*Request A*
Lay out the rows below as a Markdown table, covering the stretch from the line containing "point like [30,115]." through the end of the rows. Use the columns Number and Row line, and leave out blank lines.

— START OF Source passage —

HMP Five Wells, also referred to as Wellingborough Prison or HMP Wellingborough, due to it being built on same site as the latter, is a Category C men's prison, located in Wellingborough, Northamptonshire, England. With a maximum capacity of 1,680, it is the largest prison in the East Midlands, and one of the largest in the UK. The prison is operated by G4S.

History
It was announced in June 2018 that a new category C prison would be built in Wellingborough on the site of the now demolished HM Prison Wellingborough, which was closed in 2012.

In 2020, it was announced the prison would be called "HMP Five Wells", as voted for by Wellingborough residents.

The 9 buildings of the prison took 45 weeks to build and were completed in late 2020, costing £253,000,000. The first inmates arrived at the prison in early 2022.

— END OF Source passage —
— START OF Extracted material —

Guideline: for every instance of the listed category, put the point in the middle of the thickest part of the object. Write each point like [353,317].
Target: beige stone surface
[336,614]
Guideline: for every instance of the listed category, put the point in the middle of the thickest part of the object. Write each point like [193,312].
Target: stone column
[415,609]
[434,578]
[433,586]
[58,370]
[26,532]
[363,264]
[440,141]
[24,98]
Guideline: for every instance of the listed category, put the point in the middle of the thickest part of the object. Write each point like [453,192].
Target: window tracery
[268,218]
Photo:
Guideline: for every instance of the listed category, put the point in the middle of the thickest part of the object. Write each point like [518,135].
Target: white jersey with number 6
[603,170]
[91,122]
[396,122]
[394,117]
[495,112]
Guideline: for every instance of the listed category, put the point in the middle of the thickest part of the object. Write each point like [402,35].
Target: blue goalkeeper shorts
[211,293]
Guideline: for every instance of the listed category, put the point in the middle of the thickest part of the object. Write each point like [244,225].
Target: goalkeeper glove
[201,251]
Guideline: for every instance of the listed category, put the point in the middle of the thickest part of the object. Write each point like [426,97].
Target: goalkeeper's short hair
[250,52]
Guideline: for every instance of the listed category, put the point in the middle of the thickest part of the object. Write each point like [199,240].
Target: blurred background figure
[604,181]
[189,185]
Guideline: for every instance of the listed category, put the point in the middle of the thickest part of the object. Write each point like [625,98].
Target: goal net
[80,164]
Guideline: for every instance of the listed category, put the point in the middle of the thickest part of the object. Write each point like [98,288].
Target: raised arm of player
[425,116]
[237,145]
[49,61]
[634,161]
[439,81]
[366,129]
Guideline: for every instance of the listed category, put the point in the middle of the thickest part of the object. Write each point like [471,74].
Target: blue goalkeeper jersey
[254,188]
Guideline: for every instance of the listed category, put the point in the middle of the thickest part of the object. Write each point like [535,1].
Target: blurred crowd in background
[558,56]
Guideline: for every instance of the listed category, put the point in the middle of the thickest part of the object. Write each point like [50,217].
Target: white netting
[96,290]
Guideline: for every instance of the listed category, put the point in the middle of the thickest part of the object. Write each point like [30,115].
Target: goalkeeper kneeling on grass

— END OF Extracted material —

*Request B*
Proceed with the passage about HMP Five Wells from the point where it stops.

*Reply A*
| Number | Row line |
|---|---|
| 1 | Guideline: for every instance of the listed category, put the point in the middle of the thickest part of the object. Write each point like [30,115]. |
| 2 | Target: goalkeeper kneeling on grass |

*Reply B*
In January 2023, videos were released online of inmates smoking Cannabis and taking shots of alcoholic drinks including different varieties of vodka and rum held in inconspicuous bottles, most notably a Robinsons juice bottle. This furtherly perpetuated the controversy and criticism surrounding the prison, as well as of G4S.

Criticism
There were various forms of protest about the construction of the prison, including graffiti around Wellingborough town, and most notably a protest in April 2021 outside the prison in which people concreted their arms together, preventing construction vehicles and deliveries entering the prison. This resulted in five arrests due to protesters allegedly becoming hostile to staff and police. The protest was targeted towards the prison's constructor, Kier Group. Multiple protests similar to this occurred throughout the prison's construction.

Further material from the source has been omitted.